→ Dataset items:
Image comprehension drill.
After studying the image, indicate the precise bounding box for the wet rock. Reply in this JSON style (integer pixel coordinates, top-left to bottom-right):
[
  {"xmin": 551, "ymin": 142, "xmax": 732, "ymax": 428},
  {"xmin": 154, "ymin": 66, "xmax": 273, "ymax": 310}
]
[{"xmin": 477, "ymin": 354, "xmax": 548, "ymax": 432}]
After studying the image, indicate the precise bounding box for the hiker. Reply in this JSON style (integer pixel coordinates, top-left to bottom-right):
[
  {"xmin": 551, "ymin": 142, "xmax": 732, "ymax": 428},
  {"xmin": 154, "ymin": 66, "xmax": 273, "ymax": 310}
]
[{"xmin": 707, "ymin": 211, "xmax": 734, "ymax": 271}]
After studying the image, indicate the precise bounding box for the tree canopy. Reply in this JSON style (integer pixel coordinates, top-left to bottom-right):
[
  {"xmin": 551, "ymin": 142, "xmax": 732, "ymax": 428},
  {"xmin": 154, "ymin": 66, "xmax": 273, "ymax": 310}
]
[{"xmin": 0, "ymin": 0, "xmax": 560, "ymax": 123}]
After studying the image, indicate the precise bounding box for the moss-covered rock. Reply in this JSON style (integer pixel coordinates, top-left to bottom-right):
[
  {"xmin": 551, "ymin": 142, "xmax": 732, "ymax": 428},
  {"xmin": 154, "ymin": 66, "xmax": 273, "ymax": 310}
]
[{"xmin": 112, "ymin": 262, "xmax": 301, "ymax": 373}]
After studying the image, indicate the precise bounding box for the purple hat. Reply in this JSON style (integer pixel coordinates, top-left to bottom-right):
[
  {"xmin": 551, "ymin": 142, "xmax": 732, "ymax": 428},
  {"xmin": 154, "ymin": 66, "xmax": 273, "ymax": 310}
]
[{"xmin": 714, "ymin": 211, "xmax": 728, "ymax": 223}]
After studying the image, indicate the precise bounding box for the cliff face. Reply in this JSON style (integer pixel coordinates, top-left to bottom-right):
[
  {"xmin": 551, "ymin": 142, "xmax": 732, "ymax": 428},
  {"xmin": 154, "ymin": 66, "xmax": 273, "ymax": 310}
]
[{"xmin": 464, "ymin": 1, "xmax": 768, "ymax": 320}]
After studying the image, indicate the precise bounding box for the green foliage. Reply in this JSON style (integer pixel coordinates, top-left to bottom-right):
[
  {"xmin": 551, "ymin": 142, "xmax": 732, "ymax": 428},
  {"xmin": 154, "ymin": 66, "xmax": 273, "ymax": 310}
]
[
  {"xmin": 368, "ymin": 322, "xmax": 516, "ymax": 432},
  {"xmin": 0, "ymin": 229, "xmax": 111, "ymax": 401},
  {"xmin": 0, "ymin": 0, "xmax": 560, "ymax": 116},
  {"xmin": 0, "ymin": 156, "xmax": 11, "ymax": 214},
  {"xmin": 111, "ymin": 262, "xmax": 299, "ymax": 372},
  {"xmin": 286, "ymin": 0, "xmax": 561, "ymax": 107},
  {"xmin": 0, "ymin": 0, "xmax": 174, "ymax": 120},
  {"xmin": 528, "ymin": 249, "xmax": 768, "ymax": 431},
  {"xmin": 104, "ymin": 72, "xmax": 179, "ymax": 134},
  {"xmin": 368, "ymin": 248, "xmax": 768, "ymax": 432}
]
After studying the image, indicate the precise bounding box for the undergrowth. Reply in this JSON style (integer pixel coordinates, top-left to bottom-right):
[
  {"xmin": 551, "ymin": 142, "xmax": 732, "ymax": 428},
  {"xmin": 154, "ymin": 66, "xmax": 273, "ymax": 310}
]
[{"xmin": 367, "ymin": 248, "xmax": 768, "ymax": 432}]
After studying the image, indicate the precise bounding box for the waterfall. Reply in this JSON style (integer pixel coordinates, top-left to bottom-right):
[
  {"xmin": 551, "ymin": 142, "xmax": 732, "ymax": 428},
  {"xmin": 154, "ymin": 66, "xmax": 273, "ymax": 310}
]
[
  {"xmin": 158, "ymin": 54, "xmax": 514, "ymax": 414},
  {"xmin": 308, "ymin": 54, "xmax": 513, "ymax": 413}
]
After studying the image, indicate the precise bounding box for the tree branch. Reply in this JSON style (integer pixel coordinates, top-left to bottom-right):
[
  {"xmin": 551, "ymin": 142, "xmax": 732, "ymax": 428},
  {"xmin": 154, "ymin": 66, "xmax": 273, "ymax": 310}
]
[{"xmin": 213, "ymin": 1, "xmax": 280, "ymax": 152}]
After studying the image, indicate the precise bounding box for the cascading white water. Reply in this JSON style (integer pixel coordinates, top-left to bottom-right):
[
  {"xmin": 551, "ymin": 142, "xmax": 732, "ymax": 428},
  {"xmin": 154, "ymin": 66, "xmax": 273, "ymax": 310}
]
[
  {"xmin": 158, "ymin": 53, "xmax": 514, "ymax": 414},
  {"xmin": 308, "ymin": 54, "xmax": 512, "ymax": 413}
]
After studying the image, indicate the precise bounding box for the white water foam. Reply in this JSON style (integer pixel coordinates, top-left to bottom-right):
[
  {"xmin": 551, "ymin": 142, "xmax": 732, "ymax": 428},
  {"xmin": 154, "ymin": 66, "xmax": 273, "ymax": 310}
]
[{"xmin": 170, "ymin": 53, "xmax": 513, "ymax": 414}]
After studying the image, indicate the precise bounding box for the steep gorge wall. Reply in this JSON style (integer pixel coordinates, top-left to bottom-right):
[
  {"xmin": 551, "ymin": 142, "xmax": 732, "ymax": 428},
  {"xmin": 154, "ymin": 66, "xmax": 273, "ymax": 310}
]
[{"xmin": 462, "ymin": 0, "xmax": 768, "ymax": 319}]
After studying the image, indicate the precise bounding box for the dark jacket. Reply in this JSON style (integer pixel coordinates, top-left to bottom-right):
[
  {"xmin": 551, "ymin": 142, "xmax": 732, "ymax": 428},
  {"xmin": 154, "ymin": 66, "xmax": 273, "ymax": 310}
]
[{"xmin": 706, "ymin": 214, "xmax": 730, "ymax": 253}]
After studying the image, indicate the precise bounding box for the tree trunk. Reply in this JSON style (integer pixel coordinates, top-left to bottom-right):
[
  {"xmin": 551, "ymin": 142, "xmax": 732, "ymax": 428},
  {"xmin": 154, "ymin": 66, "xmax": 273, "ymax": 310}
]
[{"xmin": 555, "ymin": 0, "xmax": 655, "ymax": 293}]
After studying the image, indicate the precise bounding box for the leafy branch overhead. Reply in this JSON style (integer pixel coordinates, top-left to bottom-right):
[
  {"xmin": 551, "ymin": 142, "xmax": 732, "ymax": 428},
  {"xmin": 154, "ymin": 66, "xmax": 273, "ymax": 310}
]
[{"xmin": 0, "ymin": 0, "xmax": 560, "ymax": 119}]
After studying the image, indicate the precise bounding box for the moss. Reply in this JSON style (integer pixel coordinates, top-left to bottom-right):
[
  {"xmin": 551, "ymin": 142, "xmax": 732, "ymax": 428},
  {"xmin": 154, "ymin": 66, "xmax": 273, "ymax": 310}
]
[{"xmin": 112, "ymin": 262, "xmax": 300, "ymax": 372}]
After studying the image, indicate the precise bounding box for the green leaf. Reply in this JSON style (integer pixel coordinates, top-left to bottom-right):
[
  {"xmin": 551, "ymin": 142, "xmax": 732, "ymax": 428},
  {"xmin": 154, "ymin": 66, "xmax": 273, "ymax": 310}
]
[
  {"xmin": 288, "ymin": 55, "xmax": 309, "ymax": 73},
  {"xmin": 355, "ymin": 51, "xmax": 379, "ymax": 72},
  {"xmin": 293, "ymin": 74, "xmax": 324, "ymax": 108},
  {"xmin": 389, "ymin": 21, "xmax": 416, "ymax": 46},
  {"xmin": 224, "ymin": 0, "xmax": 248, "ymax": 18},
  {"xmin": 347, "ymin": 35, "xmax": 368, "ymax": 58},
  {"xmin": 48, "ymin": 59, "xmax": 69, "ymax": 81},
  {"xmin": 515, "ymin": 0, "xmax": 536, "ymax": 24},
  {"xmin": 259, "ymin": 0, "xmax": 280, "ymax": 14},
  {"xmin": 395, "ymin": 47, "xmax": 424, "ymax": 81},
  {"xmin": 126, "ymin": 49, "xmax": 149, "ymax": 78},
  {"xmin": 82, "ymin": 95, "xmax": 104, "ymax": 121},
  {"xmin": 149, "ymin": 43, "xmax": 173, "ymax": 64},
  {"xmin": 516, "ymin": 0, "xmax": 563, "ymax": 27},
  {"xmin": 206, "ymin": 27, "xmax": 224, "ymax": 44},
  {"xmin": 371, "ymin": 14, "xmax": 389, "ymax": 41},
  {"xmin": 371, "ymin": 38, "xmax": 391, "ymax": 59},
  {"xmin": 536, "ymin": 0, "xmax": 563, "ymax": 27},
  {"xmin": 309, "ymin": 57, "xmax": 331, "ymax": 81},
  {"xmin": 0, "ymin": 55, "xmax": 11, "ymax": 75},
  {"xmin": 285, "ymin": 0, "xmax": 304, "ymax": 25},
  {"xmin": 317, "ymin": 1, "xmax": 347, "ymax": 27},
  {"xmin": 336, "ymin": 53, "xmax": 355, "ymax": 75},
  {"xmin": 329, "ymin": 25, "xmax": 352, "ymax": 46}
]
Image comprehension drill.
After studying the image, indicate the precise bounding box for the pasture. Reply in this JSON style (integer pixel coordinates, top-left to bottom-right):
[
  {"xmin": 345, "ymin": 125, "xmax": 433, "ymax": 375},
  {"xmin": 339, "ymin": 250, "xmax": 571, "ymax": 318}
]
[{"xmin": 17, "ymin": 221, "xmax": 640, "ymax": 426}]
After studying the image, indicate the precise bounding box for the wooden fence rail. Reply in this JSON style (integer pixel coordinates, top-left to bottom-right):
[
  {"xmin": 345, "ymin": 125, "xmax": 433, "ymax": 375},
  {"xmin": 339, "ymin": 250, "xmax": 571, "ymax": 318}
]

→ BRIEF: Return each line of the records above that contains the word "green", copied in full.

→ FULL OUTPUT:
After studying the image, indicate the precise bounding box for the green foliage. Reply in this JSON style (integer pixel coordinates, top-left to bottom-right):
After studying the image, indicate the precise bounding box for the green leaf. Reply in this JSON style (integer pixel coordinates, top-left to bottom-right):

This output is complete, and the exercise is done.